WHAT YOU SHOULD DO> Copy the listing below from the line with "hubcap with a bounding box?" to the line with "[871,83,892,195]", keeping the requests and moving every bounding-box coordinate up by 147. Give only those lines.

DATA PROVIDED>
=-=-=-=-=

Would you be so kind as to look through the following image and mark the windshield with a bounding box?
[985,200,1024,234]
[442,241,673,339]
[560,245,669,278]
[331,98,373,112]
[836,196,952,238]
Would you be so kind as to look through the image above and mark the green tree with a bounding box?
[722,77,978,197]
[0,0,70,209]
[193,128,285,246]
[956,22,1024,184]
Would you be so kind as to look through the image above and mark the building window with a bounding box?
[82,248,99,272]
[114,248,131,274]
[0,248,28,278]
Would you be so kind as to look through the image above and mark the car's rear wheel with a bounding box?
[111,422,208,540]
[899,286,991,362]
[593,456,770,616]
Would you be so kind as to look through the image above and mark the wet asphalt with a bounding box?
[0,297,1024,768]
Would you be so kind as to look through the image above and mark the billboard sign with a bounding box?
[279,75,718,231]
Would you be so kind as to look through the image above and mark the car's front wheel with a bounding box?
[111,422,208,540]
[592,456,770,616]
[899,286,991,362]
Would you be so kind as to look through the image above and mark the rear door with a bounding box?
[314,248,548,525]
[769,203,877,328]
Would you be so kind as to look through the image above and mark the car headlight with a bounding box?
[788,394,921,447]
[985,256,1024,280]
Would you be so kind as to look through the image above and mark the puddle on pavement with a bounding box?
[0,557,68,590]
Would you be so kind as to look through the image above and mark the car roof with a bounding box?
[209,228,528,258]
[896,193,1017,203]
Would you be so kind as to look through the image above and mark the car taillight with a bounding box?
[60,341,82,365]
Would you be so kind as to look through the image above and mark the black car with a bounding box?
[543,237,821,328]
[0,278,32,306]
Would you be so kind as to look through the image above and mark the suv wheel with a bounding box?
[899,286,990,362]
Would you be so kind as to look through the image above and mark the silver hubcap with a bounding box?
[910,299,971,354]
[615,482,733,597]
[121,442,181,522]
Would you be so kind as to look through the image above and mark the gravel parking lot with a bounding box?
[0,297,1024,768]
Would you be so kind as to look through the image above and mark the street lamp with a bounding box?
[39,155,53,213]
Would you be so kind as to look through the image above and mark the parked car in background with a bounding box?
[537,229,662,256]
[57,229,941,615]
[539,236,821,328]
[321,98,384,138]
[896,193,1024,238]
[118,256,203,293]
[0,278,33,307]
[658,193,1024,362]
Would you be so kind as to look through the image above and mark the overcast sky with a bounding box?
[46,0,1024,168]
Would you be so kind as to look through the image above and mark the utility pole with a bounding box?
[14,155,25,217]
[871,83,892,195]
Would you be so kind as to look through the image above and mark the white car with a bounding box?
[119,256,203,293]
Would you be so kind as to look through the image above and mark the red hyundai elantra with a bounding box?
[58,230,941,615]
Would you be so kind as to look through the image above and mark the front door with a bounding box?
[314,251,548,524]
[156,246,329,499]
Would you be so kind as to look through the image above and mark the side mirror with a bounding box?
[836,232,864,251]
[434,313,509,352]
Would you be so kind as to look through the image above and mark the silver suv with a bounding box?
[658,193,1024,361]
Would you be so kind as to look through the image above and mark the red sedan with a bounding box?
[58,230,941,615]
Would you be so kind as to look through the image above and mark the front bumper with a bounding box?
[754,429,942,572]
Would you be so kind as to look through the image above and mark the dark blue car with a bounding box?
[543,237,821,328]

=-=-=-=-=

RESPONSE BELOW>
Would you be so kind as to look through the image above and mark the silver hubcap with a bounding box?
[1057,446,1118,501]
[762,629,880,744]
[268,589,328,669]
Would you be so kind as to look through the image above and mark the gravel parking lot with a bounding box?
[147,444,1171,915]
Would you be so kind as to look through the image above and mark the street lamp with a bounding box?
[186,302,200,360]
Would you be so kind as to look through the image above and mark the parked car in background with a bounding box?
[684,376,809,403]
[204,376,1088,762]
[686,383,968,475]
[468,245,531,285]
[1043,340,1171,385]
[265,403,350,440]
[147,425,180,454]
[805,340,1171,509]
Would you be so kind as to look through the image above and mark the overcast sky with a bounding box?
[193,147,1171,315]
Would you be so kind as to look through the image above and mark the utility pole with a bounding box?
[161,302,172,364]
[1018,230,1039,342]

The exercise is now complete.